__To do__
Recast the material, starting with the line containing "In this photo, each instance of the bald" and running through the end, as a Markdown table with columns Row and Entry. Give each non-blank line its own row.

__Provided information__

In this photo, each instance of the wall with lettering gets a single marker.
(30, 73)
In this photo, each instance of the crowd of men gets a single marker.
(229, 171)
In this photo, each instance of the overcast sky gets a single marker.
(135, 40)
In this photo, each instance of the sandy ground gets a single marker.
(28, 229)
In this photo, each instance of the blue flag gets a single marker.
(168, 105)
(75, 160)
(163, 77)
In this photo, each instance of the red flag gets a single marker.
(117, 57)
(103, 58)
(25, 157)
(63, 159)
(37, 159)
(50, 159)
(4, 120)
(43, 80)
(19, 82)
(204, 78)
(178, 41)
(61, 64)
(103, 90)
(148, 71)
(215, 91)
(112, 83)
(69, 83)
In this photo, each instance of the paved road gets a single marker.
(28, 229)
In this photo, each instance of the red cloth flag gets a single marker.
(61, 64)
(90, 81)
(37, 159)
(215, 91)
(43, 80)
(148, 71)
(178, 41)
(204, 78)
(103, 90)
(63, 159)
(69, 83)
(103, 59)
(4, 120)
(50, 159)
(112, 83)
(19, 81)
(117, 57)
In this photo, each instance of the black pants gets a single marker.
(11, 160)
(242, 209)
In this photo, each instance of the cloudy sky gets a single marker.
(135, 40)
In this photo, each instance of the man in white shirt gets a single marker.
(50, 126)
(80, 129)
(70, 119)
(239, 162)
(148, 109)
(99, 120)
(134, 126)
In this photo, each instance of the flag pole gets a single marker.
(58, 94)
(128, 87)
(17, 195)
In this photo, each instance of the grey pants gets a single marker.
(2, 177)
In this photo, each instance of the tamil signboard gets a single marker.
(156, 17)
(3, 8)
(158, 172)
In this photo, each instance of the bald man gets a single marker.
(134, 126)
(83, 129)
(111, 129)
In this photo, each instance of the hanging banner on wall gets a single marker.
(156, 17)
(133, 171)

__Answer to this problem__
| Row | Entry |
|---|---|
| 1 | In this photo, each instance of the bald man gets a single marker. |
| 2 | (134, 126) |
| 3 | (83, 129) |
| 4 | (111, 129) |
| 5 | In this photo, each instance of the hanging banner on wall gets a single marker. |
| 6 | (156, 17) |
| 7 | (133, 171) |